### [DO THIS]
Transcribe precisely those lines of the listing that fall between the line containing "Where can you find the orange" and the last line, inclusive of both.

Coordinate labeling data

============

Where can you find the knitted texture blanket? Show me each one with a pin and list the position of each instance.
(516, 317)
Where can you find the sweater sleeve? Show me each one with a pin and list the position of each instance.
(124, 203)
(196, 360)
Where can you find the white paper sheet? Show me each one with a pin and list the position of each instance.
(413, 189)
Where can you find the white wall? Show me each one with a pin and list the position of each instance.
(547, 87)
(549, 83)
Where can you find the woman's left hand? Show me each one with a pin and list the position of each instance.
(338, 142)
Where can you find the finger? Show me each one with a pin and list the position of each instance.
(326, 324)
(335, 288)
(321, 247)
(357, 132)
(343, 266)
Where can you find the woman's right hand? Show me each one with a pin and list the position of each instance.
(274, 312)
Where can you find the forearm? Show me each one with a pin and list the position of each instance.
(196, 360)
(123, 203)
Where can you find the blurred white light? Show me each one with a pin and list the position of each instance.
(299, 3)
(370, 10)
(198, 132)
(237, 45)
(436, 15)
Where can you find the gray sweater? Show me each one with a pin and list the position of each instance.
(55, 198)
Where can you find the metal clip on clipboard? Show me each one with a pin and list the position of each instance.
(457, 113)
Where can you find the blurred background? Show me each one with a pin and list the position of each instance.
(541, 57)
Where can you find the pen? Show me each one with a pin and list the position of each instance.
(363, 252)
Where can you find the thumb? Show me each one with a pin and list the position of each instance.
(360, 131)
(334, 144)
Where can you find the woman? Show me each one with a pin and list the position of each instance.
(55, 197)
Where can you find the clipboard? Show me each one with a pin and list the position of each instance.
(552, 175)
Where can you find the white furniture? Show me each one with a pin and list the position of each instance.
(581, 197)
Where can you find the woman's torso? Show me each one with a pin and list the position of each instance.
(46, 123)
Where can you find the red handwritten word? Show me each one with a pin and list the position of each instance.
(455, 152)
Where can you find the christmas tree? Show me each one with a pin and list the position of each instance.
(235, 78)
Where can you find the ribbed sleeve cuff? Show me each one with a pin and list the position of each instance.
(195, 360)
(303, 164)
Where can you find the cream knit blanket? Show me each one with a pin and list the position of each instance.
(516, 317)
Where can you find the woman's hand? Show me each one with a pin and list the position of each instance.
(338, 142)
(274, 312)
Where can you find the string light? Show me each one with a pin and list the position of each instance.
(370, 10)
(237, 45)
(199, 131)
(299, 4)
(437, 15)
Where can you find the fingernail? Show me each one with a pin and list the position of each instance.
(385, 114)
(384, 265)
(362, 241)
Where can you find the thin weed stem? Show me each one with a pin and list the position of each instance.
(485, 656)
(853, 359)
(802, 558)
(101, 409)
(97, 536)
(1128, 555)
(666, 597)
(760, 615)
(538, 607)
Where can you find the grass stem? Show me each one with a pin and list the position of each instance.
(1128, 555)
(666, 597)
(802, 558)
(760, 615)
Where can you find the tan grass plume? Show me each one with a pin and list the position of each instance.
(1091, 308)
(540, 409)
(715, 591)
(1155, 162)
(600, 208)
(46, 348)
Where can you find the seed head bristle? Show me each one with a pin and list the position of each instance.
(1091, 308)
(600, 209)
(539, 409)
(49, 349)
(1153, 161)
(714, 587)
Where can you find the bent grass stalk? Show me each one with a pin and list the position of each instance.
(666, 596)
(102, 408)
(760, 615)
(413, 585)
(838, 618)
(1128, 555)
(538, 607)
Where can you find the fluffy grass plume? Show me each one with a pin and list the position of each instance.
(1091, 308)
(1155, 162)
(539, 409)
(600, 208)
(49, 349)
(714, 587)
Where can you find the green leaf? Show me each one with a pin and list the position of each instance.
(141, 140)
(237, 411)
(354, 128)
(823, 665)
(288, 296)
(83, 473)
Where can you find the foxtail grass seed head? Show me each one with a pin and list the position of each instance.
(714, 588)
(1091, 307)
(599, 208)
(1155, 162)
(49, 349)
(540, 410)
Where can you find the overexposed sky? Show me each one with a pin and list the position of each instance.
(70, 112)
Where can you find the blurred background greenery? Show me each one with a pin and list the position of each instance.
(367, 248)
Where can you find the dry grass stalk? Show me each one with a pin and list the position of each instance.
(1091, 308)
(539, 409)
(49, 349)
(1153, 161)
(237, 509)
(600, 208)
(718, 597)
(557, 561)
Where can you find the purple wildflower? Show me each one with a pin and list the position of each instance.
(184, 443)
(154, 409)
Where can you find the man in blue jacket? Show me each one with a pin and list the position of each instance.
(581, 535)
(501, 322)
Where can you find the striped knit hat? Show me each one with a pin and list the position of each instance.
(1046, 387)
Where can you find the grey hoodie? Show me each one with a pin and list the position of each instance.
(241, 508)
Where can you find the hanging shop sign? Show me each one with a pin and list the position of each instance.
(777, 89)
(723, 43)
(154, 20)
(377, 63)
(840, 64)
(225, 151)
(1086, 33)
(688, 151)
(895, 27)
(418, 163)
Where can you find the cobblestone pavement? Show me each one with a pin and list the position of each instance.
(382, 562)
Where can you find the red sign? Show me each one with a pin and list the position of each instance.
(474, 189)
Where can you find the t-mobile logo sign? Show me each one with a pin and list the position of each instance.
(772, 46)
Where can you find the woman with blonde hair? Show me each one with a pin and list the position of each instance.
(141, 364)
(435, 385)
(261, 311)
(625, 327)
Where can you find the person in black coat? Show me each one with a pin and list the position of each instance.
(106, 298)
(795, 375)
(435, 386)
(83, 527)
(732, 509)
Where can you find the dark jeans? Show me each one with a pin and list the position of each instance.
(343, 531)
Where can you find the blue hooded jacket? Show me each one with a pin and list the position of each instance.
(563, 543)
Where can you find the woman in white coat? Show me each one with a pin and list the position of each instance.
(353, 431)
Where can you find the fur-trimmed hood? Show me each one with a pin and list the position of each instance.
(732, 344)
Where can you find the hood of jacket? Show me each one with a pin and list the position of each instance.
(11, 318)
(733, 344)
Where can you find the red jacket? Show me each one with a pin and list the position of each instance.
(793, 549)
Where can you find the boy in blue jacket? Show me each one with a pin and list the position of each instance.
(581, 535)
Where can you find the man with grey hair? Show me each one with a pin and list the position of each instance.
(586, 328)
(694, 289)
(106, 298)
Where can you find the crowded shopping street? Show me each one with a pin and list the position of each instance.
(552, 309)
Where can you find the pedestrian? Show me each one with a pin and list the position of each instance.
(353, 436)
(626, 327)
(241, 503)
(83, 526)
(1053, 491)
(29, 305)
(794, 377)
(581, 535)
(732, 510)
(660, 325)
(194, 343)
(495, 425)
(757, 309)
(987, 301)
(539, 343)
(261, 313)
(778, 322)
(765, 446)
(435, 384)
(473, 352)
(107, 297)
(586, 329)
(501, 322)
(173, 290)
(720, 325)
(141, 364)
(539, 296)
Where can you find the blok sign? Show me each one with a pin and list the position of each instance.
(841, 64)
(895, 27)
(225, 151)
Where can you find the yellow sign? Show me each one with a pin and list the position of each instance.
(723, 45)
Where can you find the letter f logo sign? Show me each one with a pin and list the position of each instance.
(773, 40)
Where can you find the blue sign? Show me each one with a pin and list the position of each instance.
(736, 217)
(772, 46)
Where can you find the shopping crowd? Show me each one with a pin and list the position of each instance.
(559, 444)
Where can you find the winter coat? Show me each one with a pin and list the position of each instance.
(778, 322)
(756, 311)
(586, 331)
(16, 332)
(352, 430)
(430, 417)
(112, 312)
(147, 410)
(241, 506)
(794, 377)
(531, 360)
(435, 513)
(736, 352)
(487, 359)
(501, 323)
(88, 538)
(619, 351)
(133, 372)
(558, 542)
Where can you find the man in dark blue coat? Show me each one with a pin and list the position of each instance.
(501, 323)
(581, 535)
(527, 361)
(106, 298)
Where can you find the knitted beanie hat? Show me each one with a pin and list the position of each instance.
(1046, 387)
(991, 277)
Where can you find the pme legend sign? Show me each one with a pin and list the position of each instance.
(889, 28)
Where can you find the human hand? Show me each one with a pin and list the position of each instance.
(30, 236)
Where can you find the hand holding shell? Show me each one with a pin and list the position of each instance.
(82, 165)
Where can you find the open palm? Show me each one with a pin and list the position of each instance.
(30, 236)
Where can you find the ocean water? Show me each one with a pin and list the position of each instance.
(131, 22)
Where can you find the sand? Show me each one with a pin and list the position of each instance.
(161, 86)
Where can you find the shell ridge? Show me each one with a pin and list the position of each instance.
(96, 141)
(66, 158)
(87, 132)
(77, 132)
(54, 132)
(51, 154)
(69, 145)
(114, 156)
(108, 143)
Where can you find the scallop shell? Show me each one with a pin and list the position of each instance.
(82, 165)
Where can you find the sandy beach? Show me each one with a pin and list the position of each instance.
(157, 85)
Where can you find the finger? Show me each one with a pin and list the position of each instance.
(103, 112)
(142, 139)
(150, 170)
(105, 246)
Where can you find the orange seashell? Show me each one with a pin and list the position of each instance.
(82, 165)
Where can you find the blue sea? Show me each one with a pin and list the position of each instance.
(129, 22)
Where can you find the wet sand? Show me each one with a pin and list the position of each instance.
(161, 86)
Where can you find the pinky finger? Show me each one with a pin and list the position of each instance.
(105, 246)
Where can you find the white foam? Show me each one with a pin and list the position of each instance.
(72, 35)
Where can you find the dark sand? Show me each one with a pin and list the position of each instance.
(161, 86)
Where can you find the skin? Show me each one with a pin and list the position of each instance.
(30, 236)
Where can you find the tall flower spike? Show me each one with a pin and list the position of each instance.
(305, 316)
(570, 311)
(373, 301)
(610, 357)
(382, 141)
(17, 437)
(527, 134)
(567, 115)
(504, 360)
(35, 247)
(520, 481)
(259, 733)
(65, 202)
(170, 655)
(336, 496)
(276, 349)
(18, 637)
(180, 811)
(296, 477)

============

### [ANSWER TO THE PROBLEM]
Where can you find the orange seashell? Show me each one with a pin and list the position of each instance.
(82, 165)
Where can you find the blue sea? Show me each one with a pin and list the position of each instance.
(129, 22)
Where can you find the wet sand? Show me each one with a pin and list the position of each instance.
(161, 86)
Where can you find the pinky finger? Show me each one with a pin and list the position of each instance.
(105, 246)
Where can you find the white foam? Show me each one with a pin and list the position of each instance.
(72, 35)
Where can you find the dark sand? Show me each one with a pin and list the position of each instance.
(161, 86)
Where can you find the skin? Show me each one with a pin and list the position of each instance.
(30, 236)
Where can you find the tall flower spike? Show me each one with a pin and list the position of each instance.
(305, 316)
(570, 311)
(373, 301)
(610, 357)
(382, 141)
(17, 437)
(527, 134)
(567, 115)
(504, 360)
(35, 247)
(520, 481)
(259, 733)
(65, 202)
(170, 655)
(336, 496)
(276, 349)
(18, 637)
(180, 811)
(296, 477)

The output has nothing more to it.